▸ **WHAT THE TASK ASKS**
Write out, exactly as they appear, only the lines running from the line with "the white shorts" to the final line of the listing; include both.

--- Begin LISTING ---

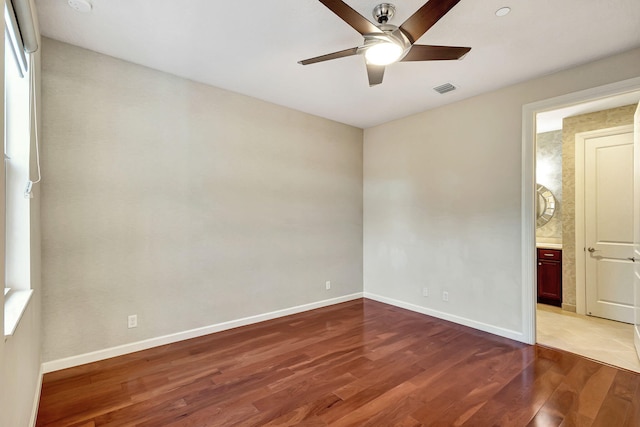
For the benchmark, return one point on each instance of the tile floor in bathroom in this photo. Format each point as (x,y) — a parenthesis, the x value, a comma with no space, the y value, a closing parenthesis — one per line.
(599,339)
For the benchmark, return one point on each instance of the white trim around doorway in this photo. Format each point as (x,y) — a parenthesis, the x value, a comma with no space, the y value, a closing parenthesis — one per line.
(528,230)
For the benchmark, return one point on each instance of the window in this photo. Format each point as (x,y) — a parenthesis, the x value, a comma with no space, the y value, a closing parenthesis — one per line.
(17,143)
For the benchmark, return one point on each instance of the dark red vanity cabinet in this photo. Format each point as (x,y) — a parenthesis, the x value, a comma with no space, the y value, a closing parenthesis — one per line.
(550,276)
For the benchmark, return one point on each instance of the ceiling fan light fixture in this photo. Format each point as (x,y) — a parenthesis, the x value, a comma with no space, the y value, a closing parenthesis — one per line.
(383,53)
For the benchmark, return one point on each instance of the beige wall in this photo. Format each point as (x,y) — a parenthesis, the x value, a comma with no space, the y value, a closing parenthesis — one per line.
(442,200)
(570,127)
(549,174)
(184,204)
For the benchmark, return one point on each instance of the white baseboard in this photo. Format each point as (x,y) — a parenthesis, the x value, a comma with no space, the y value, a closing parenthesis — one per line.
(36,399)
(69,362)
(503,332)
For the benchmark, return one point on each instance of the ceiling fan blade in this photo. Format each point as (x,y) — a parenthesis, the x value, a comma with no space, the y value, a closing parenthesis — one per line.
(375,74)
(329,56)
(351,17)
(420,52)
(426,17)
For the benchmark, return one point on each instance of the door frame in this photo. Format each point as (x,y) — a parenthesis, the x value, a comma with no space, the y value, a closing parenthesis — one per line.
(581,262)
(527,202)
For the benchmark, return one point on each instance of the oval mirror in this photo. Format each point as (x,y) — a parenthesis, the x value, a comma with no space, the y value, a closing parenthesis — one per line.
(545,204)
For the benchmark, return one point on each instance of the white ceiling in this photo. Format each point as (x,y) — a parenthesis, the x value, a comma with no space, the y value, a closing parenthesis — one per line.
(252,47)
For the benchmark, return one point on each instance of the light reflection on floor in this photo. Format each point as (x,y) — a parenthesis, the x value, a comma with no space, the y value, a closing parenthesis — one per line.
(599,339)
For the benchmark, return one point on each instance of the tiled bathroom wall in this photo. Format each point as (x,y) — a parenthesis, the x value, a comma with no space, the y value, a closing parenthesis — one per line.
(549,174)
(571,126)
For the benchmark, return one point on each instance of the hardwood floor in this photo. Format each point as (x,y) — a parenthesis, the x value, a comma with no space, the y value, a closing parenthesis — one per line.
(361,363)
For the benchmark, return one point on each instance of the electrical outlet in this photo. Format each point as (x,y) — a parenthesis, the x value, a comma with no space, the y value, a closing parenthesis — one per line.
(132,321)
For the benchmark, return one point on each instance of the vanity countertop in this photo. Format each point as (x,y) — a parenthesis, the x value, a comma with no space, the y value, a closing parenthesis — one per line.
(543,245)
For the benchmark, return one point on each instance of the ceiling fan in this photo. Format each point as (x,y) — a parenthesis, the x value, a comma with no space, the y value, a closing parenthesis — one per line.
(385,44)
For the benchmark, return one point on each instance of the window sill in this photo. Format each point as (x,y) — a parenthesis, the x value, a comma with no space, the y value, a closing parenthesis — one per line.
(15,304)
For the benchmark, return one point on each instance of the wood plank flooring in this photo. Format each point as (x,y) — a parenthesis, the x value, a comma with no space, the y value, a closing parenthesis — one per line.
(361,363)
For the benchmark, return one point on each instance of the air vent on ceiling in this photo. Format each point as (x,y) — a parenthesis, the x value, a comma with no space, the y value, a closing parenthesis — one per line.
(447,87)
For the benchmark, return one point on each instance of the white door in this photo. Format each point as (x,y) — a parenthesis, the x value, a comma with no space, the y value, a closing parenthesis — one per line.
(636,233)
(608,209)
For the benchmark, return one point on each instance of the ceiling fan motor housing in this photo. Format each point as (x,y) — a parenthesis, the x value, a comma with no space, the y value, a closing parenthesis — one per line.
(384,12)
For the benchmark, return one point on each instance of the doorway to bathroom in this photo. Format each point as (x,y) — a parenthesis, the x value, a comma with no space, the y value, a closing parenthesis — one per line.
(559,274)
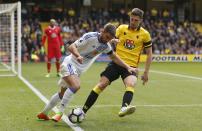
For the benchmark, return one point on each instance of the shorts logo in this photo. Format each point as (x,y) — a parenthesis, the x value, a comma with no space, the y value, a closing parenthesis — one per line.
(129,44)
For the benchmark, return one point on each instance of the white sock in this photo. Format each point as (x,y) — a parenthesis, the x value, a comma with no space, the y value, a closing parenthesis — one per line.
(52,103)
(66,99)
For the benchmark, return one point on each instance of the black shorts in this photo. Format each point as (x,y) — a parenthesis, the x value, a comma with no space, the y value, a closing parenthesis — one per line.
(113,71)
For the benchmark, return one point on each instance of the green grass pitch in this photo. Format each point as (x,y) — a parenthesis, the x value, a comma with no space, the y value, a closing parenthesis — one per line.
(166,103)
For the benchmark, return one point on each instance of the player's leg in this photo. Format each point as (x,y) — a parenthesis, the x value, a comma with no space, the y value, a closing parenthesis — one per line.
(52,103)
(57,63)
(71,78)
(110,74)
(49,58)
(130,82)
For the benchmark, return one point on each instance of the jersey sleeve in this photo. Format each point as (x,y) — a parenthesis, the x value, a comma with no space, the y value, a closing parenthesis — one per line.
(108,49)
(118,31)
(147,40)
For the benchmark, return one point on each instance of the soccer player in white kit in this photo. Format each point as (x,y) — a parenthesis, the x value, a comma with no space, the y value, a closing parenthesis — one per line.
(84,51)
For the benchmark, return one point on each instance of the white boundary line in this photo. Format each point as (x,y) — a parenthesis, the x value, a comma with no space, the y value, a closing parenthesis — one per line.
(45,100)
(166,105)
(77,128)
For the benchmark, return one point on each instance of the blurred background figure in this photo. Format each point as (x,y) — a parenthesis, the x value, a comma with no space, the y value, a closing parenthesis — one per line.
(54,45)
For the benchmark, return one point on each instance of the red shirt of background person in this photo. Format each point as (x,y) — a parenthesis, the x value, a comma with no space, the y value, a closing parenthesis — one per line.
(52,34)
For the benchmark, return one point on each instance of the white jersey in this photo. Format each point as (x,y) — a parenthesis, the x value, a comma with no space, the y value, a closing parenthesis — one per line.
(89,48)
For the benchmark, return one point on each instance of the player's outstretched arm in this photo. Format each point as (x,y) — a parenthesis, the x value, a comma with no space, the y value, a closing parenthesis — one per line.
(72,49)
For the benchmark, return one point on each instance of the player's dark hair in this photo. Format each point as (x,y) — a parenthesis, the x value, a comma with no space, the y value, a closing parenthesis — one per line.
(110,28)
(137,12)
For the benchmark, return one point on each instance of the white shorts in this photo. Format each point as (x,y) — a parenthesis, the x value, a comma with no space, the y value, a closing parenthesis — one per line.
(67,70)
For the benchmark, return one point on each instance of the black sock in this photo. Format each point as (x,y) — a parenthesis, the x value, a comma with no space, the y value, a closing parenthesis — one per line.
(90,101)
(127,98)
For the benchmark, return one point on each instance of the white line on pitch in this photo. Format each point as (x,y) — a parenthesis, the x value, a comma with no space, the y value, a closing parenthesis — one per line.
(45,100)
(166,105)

--- End LISTING ---

▸ **EXERCISE ANSWER**
For the benchmark, return one point on each instance of the white shorts in this photo. Format each point as (x,y) — a parenthesis, the x value, a comma with no space, the y value, a closing parenthesis — one per line.
(67,70)
For the benchmark, return one point on each instance of the black sock in this photo. Format each point as (x,y) — a parenthesis, the x value, a comma with no space, the y value, a closing parenthesis — one per line.
(90,101)
(127,98)
For the benchmark, return one point on each instance of the white line on pitch in this photo. Format each point as (x,y) — a parenthesis, the x value, a comma with no space, the y value, a closing parenthesis — one per line.
(45,100)
(166,105)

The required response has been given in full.